Exercise requirements
Could you report every line from the entries that includes the word "field"?

Material supplied
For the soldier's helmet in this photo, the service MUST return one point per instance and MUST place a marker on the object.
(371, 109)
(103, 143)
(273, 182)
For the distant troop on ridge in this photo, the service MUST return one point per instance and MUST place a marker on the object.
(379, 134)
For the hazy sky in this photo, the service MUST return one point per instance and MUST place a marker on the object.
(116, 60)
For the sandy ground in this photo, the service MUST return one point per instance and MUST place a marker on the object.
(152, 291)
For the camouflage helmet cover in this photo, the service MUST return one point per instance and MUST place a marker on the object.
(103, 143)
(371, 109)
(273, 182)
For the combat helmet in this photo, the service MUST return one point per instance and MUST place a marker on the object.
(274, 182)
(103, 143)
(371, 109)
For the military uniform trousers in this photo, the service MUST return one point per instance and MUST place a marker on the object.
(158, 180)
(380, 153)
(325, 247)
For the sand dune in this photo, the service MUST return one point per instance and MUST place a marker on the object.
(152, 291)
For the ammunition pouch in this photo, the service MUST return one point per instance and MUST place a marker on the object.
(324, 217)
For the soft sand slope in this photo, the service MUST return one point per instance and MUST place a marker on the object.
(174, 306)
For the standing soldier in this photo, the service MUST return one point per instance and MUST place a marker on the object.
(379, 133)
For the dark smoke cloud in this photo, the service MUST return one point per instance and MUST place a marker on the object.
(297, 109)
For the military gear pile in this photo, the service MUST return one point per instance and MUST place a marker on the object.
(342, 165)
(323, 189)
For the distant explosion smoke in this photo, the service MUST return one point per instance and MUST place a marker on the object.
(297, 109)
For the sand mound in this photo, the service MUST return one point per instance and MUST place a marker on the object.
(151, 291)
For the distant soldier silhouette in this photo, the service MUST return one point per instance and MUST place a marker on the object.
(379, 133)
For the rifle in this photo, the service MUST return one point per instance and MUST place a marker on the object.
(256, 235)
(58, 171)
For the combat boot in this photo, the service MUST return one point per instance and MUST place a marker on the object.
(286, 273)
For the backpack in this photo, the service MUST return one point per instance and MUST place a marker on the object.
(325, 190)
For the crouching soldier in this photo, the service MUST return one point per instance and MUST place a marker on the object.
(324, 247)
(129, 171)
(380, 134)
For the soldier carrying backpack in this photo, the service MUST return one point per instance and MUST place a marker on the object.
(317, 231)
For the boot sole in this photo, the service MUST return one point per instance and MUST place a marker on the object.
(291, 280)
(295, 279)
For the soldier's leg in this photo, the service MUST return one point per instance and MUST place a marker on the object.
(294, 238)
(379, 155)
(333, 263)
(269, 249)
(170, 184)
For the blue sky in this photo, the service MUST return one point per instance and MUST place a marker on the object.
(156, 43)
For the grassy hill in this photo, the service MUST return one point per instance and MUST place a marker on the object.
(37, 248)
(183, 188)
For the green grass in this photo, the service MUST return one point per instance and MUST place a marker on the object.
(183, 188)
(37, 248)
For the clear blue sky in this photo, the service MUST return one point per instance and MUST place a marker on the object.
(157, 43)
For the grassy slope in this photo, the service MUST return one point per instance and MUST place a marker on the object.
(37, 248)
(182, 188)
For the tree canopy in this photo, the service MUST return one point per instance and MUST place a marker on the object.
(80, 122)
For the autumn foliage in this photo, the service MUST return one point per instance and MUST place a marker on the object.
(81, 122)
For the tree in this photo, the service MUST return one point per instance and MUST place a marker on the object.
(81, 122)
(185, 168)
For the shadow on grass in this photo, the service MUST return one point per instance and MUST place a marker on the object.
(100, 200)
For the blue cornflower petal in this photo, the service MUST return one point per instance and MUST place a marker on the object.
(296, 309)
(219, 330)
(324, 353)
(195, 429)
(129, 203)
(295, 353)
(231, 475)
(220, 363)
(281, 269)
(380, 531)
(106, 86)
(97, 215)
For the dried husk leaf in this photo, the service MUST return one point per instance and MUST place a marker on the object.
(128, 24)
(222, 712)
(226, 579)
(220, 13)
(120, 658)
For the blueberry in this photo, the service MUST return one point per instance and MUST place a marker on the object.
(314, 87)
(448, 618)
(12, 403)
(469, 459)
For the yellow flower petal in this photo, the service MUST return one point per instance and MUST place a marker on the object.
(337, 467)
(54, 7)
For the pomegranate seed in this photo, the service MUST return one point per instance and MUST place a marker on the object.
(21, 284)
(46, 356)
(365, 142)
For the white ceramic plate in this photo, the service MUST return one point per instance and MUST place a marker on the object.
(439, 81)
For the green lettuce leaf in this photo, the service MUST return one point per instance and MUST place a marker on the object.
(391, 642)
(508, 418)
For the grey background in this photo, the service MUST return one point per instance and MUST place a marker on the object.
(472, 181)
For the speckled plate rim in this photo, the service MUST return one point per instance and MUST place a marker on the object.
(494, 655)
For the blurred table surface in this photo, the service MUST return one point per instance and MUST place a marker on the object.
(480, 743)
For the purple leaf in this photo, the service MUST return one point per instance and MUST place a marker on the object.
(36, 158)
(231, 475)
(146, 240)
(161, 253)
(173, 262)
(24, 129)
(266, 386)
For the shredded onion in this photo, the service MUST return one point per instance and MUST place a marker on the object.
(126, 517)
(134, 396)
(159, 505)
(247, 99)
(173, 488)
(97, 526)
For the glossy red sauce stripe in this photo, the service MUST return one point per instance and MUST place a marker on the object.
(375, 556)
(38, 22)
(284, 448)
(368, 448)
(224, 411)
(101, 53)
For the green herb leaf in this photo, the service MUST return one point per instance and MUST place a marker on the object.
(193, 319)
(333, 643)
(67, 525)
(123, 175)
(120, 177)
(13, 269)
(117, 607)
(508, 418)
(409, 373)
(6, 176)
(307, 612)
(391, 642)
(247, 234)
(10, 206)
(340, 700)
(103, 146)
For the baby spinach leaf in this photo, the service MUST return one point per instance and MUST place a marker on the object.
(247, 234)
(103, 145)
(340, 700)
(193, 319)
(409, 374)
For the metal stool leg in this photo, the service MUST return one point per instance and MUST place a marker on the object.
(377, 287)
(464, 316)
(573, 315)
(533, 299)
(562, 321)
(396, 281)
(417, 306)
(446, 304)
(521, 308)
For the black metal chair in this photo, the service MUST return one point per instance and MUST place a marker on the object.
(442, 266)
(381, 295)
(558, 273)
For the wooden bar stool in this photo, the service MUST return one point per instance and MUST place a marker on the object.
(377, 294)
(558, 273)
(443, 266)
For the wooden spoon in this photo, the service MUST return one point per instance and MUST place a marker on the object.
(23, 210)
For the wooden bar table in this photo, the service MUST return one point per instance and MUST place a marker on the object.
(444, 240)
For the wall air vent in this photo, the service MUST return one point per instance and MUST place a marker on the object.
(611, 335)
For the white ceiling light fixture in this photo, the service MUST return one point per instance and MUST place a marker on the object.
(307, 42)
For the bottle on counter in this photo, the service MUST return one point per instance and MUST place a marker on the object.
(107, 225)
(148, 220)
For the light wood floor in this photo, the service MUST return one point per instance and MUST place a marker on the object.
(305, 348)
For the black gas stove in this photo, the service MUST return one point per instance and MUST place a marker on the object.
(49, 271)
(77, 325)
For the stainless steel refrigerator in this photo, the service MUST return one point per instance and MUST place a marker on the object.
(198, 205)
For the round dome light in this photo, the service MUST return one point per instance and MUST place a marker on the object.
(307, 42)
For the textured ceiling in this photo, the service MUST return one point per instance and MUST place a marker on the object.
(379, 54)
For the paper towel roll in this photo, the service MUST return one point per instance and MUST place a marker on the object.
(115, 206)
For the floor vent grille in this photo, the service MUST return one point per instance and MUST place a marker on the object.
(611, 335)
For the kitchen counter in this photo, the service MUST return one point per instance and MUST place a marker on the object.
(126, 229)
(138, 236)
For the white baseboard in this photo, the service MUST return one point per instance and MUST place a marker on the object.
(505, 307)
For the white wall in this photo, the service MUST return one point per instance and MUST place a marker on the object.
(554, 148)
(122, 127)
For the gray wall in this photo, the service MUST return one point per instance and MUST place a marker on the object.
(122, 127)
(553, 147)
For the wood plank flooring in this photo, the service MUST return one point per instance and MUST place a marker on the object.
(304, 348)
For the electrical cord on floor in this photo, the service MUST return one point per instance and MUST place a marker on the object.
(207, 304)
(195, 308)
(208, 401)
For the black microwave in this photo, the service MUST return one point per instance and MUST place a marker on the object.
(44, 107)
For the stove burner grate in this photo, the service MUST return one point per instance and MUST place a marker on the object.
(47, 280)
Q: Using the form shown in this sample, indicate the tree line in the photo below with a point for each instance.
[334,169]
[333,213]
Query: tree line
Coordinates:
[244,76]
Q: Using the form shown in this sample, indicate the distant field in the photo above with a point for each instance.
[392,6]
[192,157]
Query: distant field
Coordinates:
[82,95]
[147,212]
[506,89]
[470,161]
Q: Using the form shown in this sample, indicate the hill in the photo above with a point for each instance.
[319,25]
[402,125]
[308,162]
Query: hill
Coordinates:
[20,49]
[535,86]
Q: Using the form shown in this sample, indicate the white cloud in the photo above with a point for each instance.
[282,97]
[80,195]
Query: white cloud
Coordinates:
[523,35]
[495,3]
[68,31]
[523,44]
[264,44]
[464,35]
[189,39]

Written solution
Q: Using the form shown in this sample, indicate the distant field in the photo above with a point for each instance.
Query: distant field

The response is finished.